EXERCISE OBJECTIVE
Print exactly the lines from the one containing "the green backpack" through the last line of the listing, both included.

EXTRACTED MATERIAL
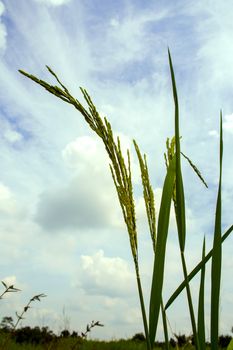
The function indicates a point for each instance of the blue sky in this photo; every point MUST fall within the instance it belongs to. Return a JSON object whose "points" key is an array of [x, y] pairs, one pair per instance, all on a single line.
{"points": [[60, 223]]}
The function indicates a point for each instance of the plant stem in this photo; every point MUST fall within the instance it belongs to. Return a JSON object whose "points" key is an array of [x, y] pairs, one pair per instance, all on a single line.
{"points": [[189, 297], [144, 318]]}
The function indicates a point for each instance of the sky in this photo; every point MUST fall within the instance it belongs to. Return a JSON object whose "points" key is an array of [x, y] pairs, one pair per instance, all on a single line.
{"points": [[61, 226]]}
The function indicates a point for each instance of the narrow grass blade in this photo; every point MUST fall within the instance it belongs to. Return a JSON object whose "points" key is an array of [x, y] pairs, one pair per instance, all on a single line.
{"points": [[196, 170], [201, 304], [217, 257], [162, 232], [165, 328], [180, 204], [195, 271]]}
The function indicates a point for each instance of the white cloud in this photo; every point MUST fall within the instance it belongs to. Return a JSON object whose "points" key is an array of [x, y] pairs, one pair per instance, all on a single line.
{"points": [[8, 203], [53, 2], [106, 276], [3, 32], [228, 124]]}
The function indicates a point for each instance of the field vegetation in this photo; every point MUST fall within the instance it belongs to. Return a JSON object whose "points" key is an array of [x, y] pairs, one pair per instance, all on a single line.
{"points": [[158, 227]]}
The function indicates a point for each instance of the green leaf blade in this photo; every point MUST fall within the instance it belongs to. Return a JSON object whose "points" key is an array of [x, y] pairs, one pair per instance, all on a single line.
{"points": [[201, 303], [217, 257], [196, 269], [162, 232]]}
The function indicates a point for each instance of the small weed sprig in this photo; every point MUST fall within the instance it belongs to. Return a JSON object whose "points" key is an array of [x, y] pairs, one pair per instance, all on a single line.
{"points": [[9, 289], [83, 335], [25, 309]]}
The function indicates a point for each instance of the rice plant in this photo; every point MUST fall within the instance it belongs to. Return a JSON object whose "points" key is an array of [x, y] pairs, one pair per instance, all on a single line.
{"points": [[172, 192]]}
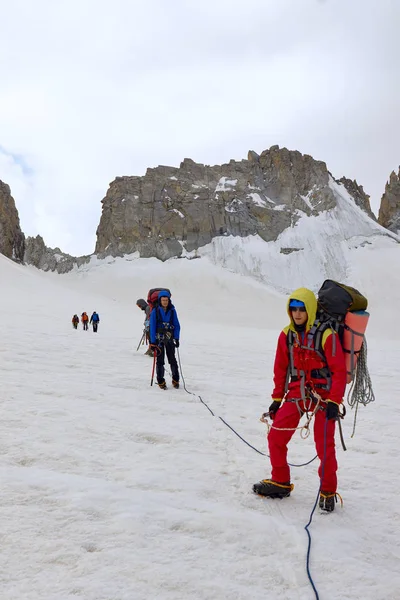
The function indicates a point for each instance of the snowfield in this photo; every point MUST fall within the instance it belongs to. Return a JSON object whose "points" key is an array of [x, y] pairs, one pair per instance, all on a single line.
{"points": [[115, 490]]}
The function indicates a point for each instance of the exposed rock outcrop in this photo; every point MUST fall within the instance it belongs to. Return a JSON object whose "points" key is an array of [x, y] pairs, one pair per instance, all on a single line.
{"points": [[360, 197], [50, 259], [12, 240], [170, 208], [389, 212]]}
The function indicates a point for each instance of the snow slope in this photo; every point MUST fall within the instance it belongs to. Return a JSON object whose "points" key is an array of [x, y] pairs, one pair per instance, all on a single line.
{"points": [[115, 490]]}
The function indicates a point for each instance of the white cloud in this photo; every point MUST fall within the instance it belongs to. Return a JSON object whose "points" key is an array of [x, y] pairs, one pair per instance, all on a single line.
{"points": [[90, 91]]}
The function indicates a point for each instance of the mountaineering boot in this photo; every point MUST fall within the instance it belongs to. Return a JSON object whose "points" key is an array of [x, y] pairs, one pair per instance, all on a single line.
{"points": [[327, 501], [273, 489]]}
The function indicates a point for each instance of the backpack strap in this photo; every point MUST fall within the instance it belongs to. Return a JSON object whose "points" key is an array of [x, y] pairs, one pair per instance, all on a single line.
{"points": [[314, 342]]}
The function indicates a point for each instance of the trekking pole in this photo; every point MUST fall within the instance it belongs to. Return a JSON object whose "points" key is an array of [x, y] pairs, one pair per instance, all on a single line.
{"points": [[141, 339], [154, 364]]}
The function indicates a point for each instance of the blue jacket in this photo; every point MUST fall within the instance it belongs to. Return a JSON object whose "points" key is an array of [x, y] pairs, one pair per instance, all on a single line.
{"points": [[169, 317]]}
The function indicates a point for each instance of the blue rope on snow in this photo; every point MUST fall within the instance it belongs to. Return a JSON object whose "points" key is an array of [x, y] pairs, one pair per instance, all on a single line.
{"points": [[227, 424], [311, 516]]}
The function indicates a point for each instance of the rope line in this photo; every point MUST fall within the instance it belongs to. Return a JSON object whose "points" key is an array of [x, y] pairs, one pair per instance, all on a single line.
{"points": [[311, 516], [227, 424]]}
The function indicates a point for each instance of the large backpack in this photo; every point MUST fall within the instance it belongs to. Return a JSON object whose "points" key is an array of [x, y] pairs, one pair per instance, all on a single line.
{"points": [[152, 296], [343, 309]]}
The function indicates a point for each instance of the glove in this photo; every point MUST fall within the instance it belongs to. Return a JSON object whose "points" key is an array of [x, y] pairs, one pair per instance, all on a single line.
{"points": [[273, 409], [332, 410]]}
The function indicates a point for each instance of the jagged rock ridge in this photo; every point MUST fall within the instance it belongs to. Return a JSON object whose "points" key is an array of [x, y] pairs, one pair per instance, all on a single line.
{"points": [[389, 212], [171, 208], [50, 259], [12, 240]]}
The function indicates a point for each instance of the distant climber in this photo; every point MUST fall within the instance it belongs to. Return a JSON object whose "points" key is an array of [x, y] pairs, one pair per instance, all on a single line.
{"points": [[95, 320], [142, 304], [85, 321]]}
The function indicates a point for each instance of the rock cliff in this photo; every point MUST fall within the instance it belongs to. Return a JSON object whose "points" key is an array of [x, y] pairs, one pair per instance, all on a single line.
{"points": [[389, 212], [12, 240], [170, 209], [50, 259]]}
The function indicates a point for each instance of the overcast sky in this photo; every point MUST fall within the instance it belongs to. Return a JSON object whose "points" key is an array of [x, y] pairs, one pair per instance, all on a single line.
{"points": [[94, 89]]}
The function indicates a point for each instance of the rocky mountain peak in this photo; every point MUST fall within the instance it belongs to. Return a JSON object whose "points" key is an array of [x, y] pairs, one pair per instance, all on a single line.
{"points": [[12, 240], [389, 212], [174, 208]]}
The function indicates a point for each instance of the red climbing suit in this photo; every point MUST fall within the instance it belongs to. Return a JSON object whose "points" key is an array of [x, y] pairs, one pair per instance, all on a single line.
{"points": [[306, 371]]}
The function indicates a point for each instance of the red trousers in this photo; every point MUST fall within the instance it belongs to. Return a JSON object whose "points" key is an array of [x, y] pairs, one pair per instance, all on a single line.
{"points": [[288, 416]]}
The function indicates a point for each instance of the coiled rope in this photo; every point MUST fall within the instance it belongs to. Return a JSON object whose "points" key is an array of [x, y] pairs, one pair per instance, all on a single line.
{"points": [[361, 391]]}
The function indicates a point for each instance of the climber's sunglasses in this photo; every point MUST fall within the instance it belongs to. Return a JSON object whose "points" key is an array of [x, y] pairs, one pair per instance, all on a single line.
{"points": [[299, 308]]}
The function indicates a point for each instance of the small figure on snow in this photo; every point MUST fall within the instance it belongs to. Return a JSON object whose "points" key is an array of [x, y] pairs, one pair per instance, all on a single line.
{"points": [[95, 320], [142, 304], [305, 381], [85, 321], [164, 337]]}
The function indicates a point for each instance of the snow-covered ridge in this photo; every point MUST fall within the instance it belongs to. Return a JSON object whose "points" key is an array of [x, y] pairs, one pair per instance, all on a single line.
{"points": [[316, 248]]}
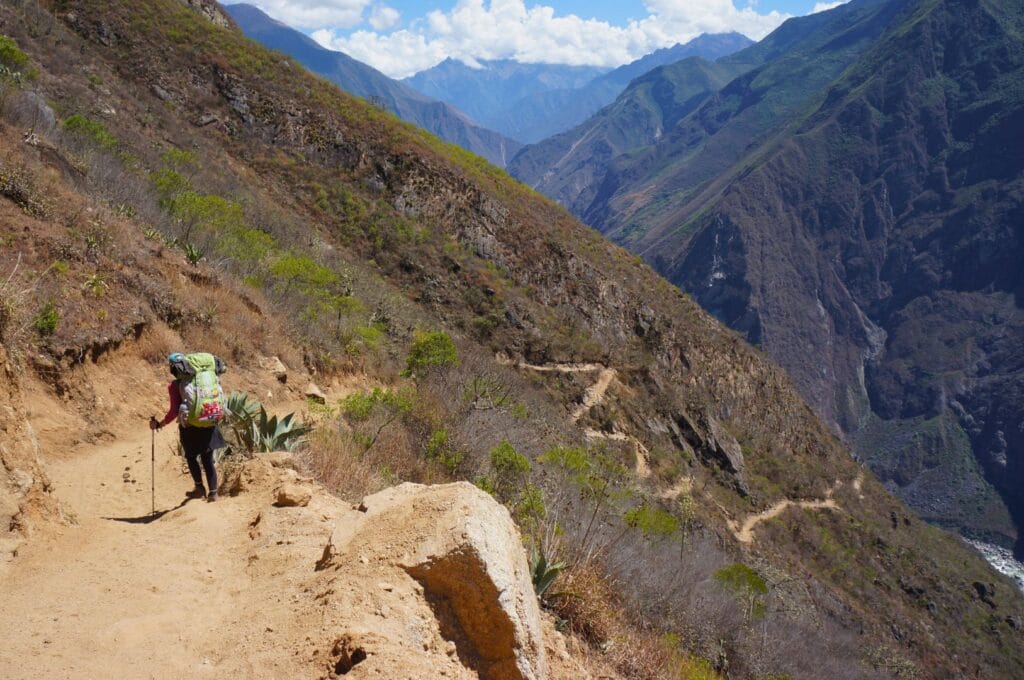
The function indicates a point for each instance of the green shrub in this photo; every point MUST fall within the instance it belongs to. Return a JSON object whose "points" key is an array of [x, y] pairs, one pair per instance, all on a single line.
{"points": [[10, 55], [651, 521], [430, 349], [383, 405], [13, 62], [509, 470], [47, 320], [251, 429], [749, 587], [94, 131], [193, 254], [439, 450], [544, 572]]}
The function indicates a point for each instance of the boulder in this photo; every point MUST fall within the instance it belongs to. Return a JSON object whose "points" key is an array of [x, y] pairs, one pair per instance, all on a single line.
{"points": [[465, 553], [315, 393], [274, 366]]}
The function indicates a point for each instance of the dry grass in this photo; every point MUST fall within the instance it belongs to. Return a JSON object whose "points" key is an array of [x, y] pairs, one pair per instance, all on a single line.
{"points": [[157, 342], [332, 458], [590, 603]]}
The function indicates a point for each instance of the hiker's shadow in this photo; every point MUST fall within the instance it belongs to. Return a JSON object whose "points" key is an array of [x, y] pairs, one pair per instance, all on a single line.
{"points": [[150, 517]]}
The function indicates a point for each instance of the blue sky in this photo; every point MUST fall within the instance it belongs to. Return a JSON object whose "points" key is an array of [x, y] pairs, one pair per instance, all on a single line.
{"points": [[402, 37], [614, 11]]}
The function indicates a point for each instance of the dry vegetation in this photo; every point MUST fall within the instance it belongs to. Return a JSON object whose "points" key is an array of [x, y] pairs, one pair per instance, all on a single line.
{"points": [[265, 238]]}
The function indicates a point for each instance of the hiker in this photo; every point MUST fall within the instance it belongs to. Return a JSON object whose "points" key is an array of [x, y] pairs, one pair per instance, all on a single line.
{"points": [[197, 402]]}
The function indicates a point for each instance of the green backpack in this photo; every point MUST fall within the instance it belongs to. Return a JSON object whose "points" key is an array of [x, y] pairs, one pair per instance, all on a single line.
{"points": [[203, 401]]}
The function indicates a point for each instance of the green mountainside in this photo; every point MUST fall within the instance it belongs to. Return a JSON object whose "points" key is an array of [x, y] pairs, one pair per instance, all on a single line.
{"points": [[358, 79], [164, 177], [858, 202]]}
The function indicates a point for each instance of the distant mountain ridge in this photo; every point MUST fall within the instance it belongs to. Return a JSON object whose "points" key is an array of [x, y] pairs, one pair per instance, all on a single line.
{"points": [[365, 81], [853, 202], [530, 102]]}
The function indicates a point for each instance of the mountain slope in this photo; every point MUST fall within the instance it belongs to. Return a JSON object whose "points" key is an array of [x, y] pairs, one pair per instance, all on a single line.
{"points": [[361, 80], [542, 115], [497, 92], [209, 194], [869, 222], [707, 125]]}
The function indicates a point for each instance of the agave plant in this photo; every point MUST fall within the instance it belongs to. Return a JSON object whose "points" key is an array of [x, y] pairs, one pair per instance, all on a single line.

ANSWER TO THIS PROBLEM
The function indicates a point for each instance of the green backpack in this photo; every point MUST fall within the instance it belongs to. Return a JSON object whose "points" key is an array of [x, y] pairs, one pair per instance, all on a single line.
{"points": [[203, 401]]}
The function indicates a point for each instance of the green mountainside in this photo; every point MUST fall within the instance it belongs to. Return a JSON object whose "points" key is an array of [x, y] pairs, one pair per instance, all on a single line.
{"points": [[358, 79], [164, 177], [858, 202]]}
The function indicates a point for each instance of the distant mountain ridge in this photo; every point MUST fall within the instance it belongs to. Return a JSON object whose "points" key is an array of [x, y] pairs, one pair per instance, all on a single line.
{"points": [[365, 81], [853, 202], [530, 102]]}
The function indicates a point for each instance of the mountain slope in this photo; every point MUST fall within the instance it belongs to. Return a JSON object whose "points" key is an array of [x, y] pairs, one pair per instance, all on a single line.
{"points": [[361, 80], [542, 115], [497, 92], [209, 194], [869, 222], [707, 125]]}
The function indicates a point for each instance of the agave plant in this photo; every point MUST fall within the instance it belongs to. Return a JSON object whose "points" key is an array of [x, y] pairs, one pair per instance, all on a single line.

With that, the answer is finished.